== TEXTE À LIRE ==

┌──

Après trois volets des aventures hautes en couleur de l'ogre vert et de ses comparses, durant lesquelles celui-ci a vaincu un dragon et un despote à talonnettes, ridiculisé une marraine la bonne fée et cassé un prince charmant d'opérette, gagné le coeur de sa belle, conquis ses beaux-parents et engendré trois charmants ogrillons, et après que la paix et la tranquilité soient enfin revenus dans les contrées huppées de Fort Fort Lointain, on était en droit de se demander ce que le bon Shrek pouvait bien encore nous réserver. C'était sans compter sur l'habileté de Dreamworks à conter de ces histoires qui comptent, et clôturer en beauté une saga qui a su remporter l'adhésion de tous (à deux ou trois poils de cul, on va pas chipauter...) Quoi de mieux pour célébrer une fin que de remettre les compteurs à zéro tout en s'offrant une belle séquence "souvenirs, souvenirs" à la sauce Far Far Away?
On the route encore, pour la dernière fois... Avouez, vous avez déjà la larme à l'oeil.
La vraie bonne idée de ce 4ème et ultime volet - après un 3ème opus en demi-teinte - est de prendre le double parti de continuer sur sa lancée, à savoir les joies du mariage et de la paternité pour ce bon Shrek (élément qui semblait pourtant sonner le glas de la saga), et celui de ne pas s'apesantir dessus en parachutant Skrek dans une autre dimension, où rien de tout ce qu'il a vécu auparavant n'a jamais existé que dans sa mémoire, la nôtre... et celle de son nouvel ennemi, haut en couleur mais la bassesse incarnée: le nain Tracassin.
C'est que le nabot donne dans l'échange de bons procédés pas très réglos, et que Shrek traverse ce que l'on pourrait qualifier de crise existentielle: il n'effraie plus personne, passe ses journées à changer des couches et déboucher des fosses sceptiques, n'a plus un instant de tranquillité dans son marais devenu site touristique, et n'est compris d'aucun de ses joyeux compagnons trop occupés à savourer leur bonheur inaltérable. C'en est trop pour l'ogre vert, il est temps d'agir, de faire son "Greuh" et de se payer un petit caprice, offert par Tracassin: une journée entière à l'ancienne, au temps de la belle époque où la seule vue de Shrek affolait les foules. Une sorte de break organisé, en échange d'une journée de son passé, librement offerte au nain de jardin, qui en profite pour gommer le jour de la naissance de Shrek. Et si pas de Shrek, pas de tout ce que nous, spectateurs, avons vu les trois précédentes fois. Comment diable Shrek va-t-il inverser la vapeur et retrouver le chemin de la maison, brusquement bien plus attirante? La tension va être à son comble pendant tout l'épisode tant les événements prennent une tournure dramatique.

└──

== MATÉRIEL RECENSÉ ==
┌──

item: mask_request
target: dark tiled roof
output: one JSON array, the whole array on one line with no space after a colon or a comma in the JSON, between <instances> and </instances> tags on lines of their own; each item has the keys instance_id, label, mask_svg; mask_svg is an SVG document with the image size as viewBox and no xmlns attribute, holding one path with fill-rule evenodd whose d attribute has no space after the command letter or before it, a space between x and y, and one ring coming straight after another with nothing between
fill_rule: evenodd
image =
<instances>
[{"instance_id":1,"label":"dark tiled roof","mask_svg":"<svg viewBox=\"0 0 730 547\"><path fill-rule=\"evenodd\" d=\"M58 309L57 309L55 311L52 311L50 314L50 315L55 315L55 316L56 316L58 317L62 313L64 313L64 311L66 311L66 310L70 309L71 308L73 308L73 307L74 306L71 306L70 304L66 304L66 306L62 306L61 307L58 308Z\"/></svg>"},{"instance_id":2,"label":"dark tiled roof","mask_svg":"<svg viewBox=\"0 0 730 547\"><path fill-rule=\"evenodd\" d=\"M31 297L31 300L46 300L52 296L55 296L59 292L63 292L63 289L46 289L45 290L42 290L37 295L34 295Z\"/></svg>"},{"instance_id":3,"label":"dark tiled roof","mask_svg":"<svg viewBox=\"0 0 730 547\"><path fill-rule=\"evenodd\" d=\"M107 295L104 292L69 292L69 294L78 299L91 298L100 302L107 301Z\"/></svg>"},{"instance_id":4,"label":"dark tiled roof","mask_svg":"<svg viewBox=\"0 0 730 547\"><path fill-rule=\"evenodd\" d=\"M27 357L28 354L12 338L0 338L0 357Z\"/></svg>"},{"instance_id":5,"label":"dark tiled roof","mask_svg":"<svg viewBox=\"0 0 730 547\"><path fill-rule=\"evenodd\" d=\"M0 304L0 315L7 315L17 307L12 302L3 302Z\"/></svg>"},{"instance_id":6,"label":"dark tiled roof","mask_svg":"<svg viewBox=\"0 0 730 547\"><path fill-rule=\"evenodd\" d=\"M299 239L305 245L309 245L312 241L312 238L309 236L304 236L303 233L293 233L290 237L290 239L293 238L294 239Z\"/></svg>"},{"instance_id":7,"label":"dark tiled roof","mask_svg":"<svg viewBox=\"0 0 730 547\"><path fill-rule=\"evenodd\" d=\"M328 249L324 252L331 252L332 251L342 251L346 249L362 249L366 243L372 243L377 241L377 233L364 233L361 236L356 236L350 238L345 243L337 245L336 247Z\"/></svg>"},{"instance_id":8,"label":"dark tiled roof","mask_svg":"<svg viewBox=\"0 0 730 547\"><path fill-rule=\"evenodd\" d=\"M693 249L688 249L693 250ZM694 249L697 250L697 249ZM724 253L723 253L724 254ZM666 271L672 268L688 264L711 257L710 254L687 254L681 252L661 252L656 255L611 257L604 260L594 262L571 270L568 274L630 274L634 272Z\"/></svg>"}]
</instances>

└──

== CONSIGNES ==
1 > Répondez à ces questions sur la critique du quatrième Shrek :
(a) Combien d'ogrillons Shrek a-t-il engendrés ?
(b) Comment s'appelle le nouvel ennemi de Shrek ?
(c) Quel jour du passé de Shrek le nain efface-t-il ?
2 > Poursuivez la critique du quatrième Shrek après sa dernière phrase.
Ce matériel n'a aucun lien avec la critique du quatrième Shrek.

== CORRIGÉ ==
1 >
(a) Trois.
(b) Le nain Tracassin.
(c) Le jour de la naissance de Shrek.

2 >
Ce volet est indéniablement le plus mature de toute la série, en confrontant notre géant vert à ses responsabilités, à ses rêves erronés, à ses doutes et à ses regrets. La nostalgie que l'on est en droit de ressentir à l'annonce de la fin est ici imbriquée au récit, en tant que composante directe de l'aventure, sans pour autant s'exprimer de façon pathétique ou puérile. La nostalgie est ici d'avantage celle de l'ogre que du public, et la manoeuvre agit d'autant mieux que l'empathie se développe aisément autour de lui, dont on comprend tant les envies que les remords, dont on saisit tant ce à quoi il s'apprête à renoncer. En définitive, c'est un peu un baroud d'honneur en faveur de Shrek, tant ce volet-ci est centré sur lui comme jamais auparavant. Même l'âne et Potté passent clairement au second plan, sans pour autant créer un manque, tant l'intrigue est savamment dosée. Néanmoins, ce n'est pas parce que la saga donne dans l'un peu plus sérieux qu'elle renonce pour autant à sa marque de fabrique: le fun et la dérision.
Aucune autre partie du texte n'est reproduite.